[TAREA SOLICITADA] Transcriba íntegramente, sin alterar nada, el texto proporcionado sobre la lucha del gimnasta Diego Hypólito por aceptar su homosexualidad.

[TEXTO PROPORCIONADO]
====
El atleta brasileño Diego Hypólito, medalla de plata en gimnasia artística en los Juegos Olímpicos de Río de Janeiro, con varias medallas de oro en campeonatos mundiales, juegos panamericanos y sudamericanos, escribió una crónica para el sitio UOL Esporte contando la larga lucha que enfrentó antes de aceptar su homosexualidad.
Diego nació en 1986 en la ciudad de Santo André, en el ABC paulista, la región industrial del estado de San Pablo donde el expresidente Lula se convirtió en el líder sindical y político más importante del país. Hijo de un chófer de colectivos y una costurera, cuenta que fue criado en la iglesia y lleva en el brazo un tatuaje de Jesús crucificado. Por su educación religiosa, cuando comenzó a descubrir su sexualidad sólo sentía vergüenza, porque en su cabeza, ser gay era ser un demonio, una persona maldita que vive en el pecado. Cuando tenía diez años, un entrenador le dijo a su madre que tenía que cambiar su educación para que no “se volviera” gay, como si eso fuese posible, y ella se lo dijo, preocupada. Él ni sabía aún qué significaba la palabra gay, pero eso lo marcó.
====
[CONJUNTO DE REGISTROS]
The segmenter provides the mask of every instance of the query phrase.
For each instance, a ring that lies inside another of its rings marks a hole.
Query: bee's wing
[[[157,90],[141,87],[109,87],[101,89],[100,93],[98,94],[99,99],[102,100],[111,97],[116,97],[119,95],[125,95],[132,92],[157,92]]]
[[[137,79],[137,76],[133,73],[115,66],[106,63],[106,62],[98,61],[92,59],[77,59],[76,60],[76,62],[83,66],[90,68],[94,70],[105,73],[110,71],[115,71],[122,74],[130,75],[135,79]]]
====
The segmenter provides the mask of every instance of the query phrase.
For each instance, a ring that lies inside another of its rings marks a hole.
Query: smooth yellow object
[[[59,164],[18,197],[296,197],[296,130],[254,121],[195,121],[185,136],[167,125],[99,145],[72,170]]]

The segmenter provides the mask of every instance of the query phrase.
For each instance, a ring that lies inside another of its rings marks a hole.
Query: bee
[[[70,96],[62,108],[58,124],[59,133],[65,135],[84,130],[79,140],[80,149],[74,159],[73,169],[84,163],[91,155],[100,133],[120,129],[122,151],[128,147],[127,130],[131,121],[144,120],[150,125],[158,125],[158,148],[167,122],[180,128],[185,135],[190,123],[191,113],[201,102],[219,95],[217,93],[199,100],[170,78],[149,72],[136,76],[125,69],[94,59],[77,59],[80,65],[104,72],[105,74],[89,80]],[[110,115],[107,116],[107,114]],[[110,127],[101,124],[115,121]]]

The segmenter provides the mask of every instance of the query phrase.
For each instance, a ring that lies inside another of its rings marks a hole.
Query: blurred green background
====
[RESULTADO DEL EJERCICIO]
El atleta brasileño Diego Hypólito, medalla de plata en gimnasia artística en los Juegos Olímpicos de Río de Janeiro, con varias medallas de oro en campeonatos mundiales, juegos panamericanos y sudamericanos, escribió una crónica para el sitio UOL Esporte contando la larga lucha que enfrentó antes de aceptar su homosexualidad.
Diego nació en 1986 en la ciudad de Santo André, en el ABC paulista, la región industrial del estado de San Pablo donde el expresidente Lula se convirtió en el líder sindical y político más importante del país. Hijo de un chófer de colectivos y una costurera, cuenta que fue criado en la iglesia y lleva en el brazo un tatuaje de Jesús crucificado. Por su educación religiosa, cuando comenzó a descubrir su sexualidad sólo sentía vergüenza, porque en su cabeza, ser gay era ser un demonio, una persona maldita que vive en el pecado. Cuando tenía diez años, un entrenador le dijo a su madre que tenía que cambiar su educación para que no “se volviera” gay, como si eso fuese posible, y ella se lo dijo, preocupada. Él ni sabía aún qué significaba la palabra gay, pero eso lo marcó.